*** Excerpt to read
Whoopee. There were browsers before IE, and there were browsers after IE. IE is no longer offered for Mac OS X, and who cares? Nobody. I mean, really, speaking of giant hunks of steaming crap...
And the fact that it sold plenty of copies of MS Office for Mac.
You say that like it was a favor Microsoft did for Apple.
Microsoft likes selling Mac products, it makes 'em a lot of money.
So I assume when you say "a competitor like Microsoft", you mean "a much more seriously savvy competitor at the time" and nothing else.
I mean a competitor in the "OS Wars" sense. Microsoft is so damn big they're both a competitor and an ally all at once. Kinda scary.
By your own definition, Apple wasn't successful between 1993 and 1998 -- when it didn't make any profit, let alone a "significant" one
I can't find historical profit data at the moment, but they did make profits in some of those years, not all. Interestingly enough, the revenues they made in 1995 were not exceeded until 2005. It was 1996 when "the big drop" occurred, so I am pretty sure that from 1993-1995 they were consistently making a profit.
The funny thing is how the losses started. They had a bad quarter and lost $69 million, which is a drop in the bucket for a company that has over $2 BILLION cash on hand. The press, however, jumped all over it and people were very reluctant to buy Macs for fear that Apple wasn't going to be around to support them (I know, I was trying to sell Macs at the time!). This comic sums it up pretty well:
After everyone though Apple was going to die, it did start to hurt with two quarters of $700 mil+ losses. Power of the press...
******
● What you will do
Repeat the Apple and Microsoft discussion word for word, from "And the fact" up to and including "lot of money.". The entries that come next have nothing to do with the Apple and Microsoft discussion.
*** Supplied entries
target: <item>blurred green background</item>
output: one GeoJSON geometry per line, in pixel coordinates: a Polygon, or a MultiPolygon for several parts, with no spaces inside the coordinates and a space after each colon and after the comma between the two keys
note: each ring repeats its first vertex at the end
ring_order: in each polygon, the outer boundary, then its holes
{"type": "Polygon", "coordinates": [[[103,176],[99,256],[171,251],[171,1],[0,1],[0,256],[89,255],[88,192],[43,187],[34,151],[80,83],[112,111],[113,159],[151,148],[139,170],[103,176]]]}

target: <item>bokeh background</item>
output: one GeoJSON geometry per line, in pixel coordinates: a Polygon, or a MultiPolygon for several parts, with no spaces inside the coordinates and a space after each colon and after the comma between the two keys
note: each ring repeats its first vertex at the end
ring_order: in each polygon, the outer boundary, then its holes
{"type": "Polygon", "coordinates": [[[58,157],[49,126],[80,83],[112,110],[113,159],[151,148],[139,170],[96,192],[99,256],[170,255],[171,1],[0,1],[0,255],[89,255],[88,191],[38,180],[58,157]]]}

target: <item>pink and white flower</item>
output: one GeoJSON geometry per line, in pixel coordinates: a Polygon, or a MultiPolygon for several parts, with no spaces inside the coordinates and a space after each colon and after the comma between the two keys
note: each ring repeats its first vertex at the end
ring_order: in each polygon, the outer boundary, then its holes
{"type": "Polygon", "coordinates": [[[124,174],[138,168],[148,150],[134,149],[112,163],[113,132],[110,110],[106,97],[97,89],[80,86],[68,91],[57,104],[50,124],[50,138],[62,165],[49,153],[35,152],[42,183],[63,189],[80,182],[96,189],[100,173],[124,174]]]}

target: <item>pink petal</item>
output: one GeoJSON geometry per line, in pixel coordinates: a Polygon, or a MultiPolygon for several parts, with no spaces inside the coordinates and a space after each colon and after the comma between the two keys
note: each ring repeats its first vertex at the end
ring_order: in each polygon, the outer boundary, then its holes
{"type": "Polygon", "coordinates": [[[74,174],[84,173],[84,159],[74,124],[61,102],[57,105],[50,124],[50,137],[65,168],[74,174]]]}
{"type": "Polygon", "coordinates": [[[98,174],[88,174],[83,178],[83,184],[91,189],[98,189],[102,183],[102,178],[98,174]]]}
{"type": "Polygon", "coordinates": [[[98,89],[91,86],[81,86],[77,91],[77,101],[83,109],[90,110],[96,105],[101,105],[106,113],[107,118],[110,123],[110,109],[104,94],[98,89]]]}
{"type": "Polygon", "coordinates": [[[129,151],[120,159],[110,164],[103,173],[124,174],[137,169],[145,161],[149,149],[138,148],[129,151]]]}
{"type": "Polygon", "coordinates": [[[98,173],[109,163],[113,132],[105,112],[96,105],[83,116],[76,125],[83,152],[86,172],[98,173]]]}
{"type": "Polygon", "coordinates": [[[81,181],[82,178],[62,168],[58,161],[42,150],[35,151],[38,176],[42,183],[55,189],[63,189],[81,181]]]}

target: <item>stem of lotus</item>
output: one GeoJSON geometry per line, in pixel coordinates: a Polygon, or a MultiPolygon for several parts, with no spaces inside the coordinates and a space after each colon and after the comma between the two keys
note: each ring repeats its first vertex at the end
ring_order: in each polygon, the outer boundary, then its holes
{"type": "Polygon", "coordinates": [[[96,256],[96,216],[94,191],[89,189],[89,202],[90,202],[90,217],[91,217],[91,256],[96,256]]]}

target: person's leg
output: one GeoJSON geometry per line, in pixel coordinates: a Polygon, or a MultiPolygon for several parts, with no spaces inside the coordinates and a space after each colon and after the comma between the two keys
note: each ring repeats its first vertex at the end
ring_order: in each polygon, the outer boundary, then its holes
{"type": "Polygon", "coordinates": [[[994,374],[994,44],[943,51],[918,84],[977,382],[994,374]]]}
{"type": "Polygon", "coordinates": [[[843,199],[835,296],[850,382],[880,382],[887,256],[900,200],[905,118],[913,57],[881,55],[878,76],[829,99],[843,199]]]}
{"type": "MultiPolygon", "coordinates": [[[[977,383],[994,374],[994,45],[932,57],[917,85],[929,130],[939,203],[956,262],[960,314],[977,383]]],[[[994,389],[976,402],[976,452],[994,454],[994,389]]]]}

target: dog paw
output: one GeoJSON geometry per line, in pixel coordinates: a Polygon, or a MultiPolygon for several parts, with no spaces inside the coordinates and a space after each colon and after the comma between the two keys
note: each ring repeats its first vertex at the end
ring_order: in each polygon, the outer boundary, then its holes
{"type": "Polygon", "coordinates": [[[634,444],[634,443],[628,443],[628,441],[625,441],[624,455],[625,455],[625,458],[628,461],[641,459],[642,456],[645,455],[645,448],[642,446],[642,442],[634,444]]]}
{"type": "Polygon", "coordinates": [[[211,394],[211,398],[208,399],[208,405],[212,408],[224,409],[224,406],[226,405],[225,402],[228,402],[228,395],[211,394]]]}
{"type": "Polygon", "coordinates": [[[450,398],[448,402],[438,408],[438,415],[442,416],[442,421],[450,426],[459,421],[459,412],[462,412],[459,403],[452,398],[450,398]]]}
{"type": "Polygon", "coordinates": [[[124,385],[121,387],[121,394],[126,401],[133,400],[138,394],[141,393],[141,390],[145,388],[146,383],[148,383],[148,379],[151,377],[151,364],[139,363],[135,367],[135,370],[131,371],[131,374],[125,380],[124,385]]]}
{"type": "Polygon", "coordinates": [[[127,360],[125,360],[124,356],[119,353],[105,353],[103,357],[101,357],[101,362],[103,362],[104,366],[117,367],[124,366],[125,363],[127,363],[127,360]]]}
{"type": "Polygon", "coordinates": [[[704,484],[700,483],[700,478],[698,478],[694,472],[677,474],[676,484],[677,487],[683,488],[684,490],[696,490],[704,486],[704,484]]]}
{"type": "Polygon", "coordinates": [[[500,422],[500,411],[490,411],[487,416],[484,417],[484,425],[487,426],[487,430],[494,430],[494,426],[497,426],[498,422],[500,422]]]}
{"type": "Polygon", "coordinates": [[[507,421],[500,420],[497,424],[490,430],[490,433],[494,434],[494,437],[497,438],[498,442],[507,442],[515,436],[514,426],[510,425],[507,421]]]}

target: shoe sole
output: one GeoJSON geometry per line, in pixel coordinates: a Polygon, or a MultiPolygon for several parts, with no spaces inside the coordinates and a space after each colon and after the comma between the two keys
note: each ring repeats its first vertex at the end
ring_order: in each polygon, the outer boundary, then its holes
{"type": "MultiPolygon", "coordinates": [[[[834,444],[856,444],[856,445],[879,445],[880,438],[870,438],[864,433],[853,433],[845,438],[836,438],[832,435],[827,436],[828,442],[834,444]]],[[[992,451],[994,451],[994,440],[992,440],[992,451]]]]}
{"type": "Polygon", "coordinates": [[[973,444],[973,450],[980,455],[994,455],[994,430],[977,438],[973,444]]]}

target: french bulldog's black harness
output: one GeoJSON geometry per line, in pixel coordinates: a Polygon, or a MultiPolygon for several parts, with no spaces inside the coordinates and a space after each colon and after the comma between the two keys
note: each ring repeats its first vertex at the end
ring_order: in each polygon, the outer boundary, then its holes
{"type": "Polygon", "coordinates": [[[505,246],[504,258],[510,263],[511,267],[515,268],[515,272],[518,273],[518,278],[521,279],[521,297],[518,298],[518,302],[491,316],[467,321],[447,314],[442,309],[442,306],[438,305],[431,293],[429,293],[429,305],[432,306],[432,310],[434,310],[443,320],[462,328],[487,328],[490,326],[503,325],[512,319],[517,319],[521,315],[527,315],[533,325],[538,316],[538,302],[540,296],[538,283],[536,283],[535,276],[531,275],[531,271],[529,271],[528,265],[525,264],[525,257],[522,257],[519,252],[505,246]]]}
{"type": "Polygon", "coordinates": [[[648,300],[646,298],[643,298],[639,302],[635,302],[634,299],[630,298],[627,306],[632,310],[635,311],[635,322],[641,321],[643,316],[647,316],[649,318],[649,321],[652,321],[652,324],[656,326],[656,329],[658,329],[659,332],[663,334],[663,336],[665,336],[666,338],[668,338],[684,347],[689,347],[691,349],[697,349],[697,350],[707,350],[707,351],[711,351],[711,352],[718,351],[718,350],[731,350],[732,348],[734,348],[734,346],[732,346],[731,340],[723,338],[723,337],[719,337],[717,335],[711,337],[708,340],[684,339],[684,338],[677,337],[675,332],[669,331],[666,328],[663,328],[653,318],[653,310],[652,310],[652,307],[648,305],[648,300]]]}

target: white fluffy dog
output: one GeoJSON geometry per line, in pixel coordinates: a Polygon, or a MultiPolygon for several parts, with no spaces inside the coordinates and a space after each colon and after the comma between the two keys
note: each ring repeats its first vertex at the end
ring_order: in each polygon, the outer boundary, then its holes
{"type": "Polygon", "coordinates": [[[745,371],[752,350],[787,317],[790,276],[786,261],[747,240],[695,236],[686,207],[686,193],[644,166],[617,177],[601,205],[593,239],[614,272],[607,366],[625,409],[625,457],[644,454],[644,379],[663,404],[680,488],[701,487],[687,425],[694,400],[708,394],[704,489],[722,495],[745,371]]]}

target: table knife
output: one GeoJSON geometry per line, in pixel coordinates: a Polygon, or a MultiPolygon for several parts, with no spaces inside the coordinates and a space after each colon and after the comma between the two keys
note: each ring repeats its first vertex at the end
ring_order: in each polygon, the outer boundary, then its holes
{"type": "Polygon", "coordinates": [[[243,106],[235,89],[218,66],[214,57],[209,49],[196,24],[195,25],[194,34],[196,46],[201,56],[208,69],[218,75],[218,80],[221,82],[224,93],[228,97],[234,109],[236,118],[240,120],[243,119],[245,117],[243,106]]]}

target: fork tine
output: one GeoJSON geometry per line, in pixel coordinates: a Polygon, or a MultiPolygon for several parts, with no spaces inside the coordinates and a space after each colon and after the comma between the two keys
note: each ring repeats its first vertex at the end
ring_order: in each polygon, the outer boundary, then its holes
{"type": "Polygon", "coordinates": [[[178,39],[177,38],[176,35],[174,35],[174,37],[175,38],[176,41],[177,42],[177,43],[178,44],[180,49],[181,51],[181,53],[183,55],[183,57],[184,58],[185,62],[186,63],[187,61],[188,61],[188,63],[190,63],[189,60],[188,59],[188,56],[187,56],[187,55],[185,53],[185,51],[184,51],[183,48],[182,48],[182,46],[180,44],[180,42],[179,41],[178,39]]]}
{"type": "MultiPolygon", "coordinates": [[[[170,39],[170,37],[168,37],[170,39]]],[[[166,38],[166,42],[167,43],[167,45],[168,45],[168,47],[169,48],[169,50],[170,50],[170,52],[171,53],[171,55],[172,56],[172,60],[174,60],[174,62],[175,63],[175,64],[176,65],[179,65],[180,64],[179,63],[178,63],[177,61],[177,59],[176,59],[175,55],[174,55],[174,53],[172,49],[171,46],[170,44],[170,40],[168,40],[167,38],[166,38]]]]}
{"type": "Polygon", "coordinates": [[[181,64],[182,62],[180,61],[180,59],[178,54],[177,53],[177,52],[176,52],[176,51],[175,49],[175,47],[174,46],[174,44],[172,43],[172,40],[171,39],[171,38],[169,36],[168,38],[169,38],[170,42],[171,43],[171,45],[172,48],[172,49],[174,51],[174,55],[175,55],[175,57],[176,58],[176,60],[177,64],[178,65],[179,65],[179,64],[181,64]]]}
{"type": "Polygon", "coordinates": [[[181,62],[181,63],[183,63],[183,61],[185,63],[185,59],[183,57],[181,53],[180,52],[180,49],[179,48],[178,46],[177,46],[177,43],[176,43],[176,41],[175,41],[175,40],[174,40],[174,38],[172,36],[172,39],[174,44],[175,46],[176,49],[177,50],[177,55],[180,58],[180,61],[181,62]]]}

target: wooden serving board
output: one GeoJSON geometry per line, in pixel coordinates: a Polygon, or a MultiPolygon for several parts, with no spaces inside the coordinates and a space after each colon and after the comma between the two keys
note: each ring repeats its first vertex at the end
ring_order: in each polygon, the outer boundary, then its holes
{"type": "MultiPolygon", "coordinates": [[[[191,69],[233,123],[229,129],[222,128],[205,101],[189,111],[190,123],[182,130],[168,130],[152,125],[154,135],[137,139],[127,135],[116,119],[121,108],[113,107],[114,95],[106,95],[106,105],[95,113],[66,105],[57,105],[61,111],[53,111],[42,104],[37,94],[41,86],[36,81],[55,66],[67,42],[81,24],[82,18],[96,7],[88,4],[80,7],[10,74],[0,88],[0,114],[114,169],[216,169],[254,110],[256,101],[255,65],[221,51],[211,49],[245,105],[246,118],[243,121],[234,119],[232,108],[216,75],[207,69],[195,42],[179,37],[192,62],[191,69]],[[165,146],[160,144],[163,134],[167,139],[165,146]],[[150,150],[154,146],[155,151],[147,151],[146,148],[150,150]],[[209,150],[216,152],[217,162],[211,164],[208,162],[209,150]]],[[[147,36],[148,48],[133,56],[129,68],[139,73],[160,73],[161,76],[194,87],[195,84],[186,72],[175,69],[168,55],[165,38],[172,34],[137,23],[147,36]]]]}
******
● Task response
And the fact that it sold plenty of copies of MS Office for Mac.
You say that like it was a favor Microsoft did for Apple.
Microsoft likes selling Mac products, it makes 'em a lot of money.